*** Begin section ***
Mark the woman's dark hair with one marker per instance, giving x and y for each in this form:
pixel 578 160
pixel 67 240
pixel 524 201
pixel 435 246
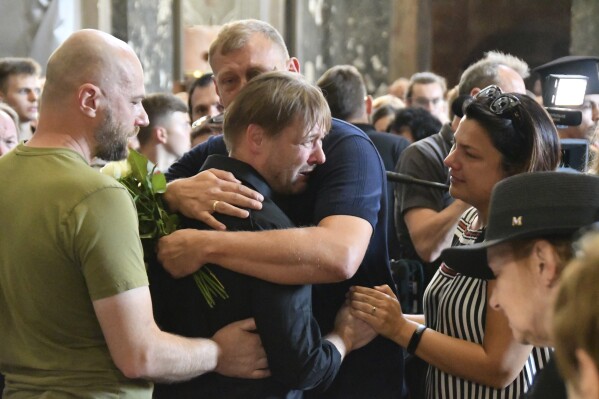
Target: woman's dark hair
pixel 523 133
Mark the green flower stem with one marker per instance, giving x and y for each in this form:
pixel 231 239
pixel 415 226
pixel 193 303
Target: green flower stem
pixel 146 188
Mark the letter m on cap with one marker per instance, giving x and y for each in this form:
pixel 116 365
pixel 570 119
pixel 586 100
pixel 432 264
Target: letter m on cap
pixel 516 220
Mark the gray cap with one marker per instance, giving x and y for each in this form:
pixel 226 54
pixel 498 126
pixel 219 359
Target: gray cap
pixel 529 205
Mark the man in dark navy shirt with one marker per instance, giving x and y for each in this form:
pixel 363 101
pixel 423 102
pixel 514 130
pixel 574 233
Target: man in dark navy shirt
pixel 344 206
pixel 274 132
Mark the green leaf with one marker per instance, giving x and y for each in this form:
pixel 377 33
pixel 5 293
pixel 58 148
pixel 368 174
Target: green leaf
pixel 146 188
pixel 158 183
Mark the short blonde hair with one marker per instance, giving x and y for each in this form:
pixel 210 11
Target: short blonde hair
pixel 273 101
pixel 235 35
pixel 576 315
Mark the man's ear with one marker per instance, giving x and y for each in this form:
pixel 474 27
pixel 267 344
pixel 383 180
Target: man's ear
pixel 368 104
pixel 293 65
pixel 216 87
pixel 254 136
pixel 547 261
pixel 89 99
pixel 160 134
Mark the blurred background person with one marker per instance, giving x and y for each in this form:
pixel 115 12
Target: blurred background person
pixel 20 87
pixel 399 87
pixel 427 90
pixel 576 321
pixel 202 98
pixel 414 124
pixel 167 137
pixel 383 111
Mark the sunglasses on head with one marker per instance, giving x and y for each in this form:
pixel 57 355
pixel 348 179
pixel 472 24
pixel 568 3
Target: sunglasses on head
pixel 500 102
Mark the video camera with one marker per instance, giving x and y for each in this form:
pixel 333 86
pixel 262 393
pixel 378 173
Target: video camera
pixel 560 92
pixel 565 82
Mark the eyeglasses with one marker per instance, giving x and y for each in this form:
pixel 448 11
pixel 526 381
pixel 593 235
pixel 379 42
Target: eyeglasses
pixel 501 103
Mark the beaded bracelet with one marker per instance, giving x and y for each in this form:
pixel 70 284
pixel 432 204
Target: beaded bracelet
pixel 415 340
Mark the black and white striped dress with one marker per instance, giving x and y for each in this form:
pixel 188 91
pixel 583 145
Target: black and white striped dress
pixel 455 305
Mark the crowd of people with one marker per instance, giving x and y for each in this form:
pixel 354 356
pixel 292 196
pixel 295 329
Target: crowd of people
pixel 281 190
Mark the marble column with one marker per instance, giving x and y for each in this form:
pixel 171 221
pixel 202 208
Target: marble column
pixel 148 27
pixel 584 28
pixel 332 32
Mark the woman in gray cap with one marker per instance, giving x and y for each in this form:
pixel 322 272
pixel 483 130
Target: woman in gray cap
pixel 528 243
pixel 467 343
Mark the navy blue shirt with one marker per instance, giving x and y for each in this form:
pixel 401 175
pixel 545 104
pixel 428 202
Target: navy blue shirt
pixel 297 356
pixel 351 182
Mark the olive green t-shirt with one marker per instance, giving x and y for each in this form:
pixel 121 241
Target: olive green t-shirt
pixel 68 236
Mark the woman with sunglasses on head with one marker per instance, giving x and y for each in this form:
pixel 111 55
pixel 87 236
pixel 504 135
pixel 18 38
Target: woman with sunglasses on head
pixel 469 345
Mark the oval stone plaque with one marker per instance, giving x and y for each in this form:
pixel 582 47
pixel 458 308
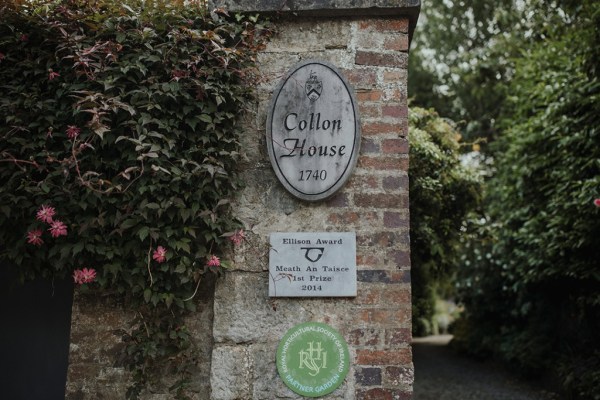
*** End section ***
▸ What is needed: All that is needed is the exact run of lines from the start of the material above through the one containing "pixel 432 264", pictures left out.

▸ Task response:
Mark the woman's dark hair with one marker per instance, giving x and y for each in this form:
pixel 578 160
pixel 67 240
pixel 524 201
pixel 435 246
Target: woman's dark hair
pixel 523 133
Mark the green flower stem with one marker per instance, giving x and y for each in this form:
pixel 231 239
pixel 415 226
pixel 193 303
Target: green flower stem
pixel 146 188
Mark the letter m on cap with one marker per instance, giving x and y for each in this form:
pixel 116 365
pixel 570 119
pixel 586 100
pixel 432 264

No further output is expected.